**WHAT IS EXPECTED**
Which of the rows below contain the string "tomato"? Copy out each of those rows in full.
___ ENTRIES SHOWN
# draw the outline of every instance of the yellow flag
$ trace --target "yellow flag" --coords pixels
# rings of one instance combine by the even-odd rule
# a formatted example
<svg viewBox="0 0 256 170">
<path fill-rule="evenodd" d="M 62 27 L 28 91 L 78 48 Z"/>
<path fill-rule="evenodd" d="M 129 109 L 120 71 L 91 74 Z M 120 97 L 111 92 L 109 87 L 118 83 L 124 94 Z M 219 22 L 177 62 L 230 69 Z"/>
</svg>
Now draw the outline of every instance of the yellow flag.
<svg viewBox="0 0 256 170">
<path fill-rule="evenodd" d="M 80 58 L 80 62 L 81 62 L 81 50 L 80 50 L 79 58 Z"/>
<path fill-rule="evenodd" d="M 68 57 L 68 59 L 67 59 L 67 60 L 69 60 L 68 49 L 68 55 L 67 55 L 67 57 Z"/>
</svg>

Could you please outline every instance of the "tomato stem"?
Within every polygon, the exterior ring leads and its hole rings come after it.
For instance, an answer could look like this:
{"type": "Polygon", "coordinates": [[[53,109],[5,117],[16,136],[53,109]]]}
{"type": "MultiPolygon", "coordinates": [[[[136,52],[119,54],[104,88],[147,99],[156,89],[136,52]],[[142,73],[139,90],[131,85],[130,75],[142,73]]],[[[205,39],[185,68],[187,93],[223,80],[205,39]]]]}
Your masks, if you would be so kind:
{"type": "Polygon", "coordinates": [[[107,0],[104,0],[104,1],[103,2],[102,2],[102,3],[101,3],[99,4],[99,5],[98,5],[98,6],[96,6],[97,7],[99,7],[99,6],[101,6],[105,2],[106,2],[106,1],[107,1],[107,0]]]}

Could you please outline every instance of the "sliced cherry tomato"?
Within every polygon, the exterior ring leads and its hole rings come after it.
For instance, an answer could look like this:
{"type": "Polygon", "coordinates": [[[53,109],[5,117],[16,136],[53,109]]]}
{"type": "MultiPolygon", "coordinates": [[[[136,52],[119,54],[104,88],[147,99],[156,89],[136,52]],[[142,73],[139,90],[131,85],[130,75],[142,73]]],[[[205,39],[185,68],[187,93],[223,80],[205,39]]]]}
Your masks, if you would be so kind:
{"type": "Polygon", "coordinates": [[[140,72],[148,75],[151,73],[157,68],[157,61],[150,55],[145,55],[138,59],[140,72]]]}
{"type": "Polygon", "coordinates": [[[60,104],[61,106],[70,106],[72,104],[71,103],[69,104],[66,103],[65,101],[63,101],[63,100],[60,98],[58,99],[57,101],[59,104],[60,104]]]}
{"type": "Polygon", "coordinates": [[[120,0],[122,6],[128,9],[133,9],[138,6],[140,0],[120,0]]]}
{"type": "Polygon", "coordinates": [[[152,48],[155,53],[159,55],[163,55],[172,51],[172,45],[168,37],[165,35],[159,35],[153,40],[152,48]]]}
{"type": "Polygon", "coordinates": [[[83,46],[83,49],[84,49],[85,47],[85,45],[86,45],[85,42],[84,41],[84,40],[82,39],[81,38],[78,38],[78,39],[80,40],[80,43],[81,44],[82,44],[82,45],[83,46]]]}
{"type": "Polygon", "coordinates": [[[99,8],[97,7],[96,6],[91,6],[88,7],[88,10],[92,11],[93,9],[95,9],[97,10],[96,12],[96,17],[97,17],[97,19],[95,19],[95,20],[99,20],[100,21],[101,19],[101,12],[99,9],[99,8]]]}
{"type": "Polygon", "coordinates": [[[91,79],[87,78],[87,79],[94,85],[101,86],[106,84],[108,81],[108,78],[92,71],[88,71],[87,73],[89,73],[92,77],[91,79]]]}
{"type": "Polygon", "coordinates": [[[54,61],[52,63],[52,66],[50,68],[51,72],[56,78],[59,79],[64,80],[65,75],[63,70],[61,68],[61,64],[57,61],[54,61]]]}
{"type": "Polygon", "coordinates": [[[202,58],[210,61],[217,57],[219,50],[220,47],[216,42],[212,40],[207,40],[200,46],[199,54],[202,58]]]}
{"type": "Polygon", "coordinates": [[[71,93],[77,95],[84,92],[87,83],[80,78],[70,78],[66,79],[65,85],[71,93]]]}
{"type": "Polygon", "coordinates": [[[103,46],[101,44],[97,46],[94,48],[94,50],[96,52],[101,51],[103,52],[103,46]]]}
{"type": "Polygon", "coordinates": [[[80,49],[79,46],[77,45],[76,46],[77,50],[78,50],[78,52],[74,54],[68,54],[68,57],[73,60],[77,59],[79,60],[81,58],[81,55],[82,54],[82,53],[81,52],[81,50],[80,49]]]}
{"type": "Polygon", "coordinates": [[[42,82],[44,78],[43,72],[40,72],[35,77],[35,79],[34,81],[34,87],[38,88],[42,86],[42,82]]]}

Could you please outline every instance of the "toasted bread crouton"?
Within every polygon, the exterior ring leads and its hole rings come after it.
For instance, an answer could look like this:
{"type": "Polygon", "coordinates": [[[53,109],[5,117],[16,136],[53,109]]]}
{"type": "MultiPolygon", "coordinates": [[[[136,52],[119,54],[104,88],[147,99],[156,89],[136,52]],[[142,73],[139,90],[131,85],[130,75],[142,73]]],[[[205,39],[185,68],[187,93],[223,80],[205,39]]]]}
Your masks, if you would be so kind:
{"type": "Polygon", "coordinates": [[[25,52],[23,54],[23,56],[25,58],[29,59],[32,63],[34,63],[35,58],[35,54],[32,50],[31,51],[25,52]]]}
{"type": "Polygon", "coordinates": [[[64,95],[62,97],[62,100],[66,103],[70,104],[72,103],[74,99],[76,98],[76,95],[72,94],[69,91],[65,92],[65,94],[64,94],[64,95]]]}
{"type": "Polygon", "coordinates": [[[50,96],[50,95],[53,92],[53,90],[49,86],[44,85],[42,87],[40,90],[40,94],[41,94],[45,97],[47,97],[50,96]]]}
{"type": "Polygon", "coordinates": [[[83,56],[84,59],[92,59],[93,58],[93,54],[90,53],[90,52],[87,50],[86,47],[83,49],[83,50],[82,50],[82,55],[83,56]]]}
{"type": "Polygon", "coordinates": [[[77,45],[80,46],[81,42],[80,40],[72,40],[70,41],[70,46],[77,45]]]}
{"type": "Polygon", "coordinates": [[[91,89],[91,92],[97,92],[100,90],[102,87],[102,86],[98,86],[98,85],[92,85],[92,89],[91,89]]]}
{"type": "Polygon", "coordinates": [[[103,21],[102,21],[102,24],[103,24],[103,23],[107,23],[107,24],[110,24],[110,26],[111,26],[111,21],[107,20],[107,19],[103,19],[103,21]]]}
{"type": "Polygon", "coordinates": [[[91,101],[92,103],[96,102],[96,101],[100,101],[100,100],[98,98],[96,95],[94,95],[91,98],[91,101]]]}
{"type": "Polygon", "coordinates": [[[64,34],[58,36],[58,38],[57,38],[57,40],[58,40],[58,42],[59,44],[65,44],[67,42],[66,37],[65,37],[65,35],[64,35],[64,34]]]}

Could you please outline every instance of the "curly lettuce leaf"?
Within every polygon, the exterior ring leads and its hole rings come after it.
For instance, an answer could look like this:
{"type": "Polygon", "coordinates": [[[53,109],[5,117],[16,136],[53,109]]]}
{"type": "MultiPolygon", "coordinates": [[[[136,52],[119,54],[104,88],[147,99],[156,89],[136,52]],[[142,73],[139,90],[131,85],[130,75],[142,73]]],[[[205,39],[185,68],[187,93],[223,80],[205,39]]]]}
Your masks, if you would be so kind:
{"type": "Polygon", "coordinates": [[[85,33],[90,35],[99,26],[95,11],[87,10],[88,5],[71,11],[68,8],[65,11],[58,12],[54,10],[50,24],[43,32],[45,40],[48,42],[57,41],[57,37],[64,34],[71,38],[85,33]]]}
______
**RESULT**
Could you please outline every instance of the "tomato stem"?
Could you please outline every instance of the "sliced cherry tomato"?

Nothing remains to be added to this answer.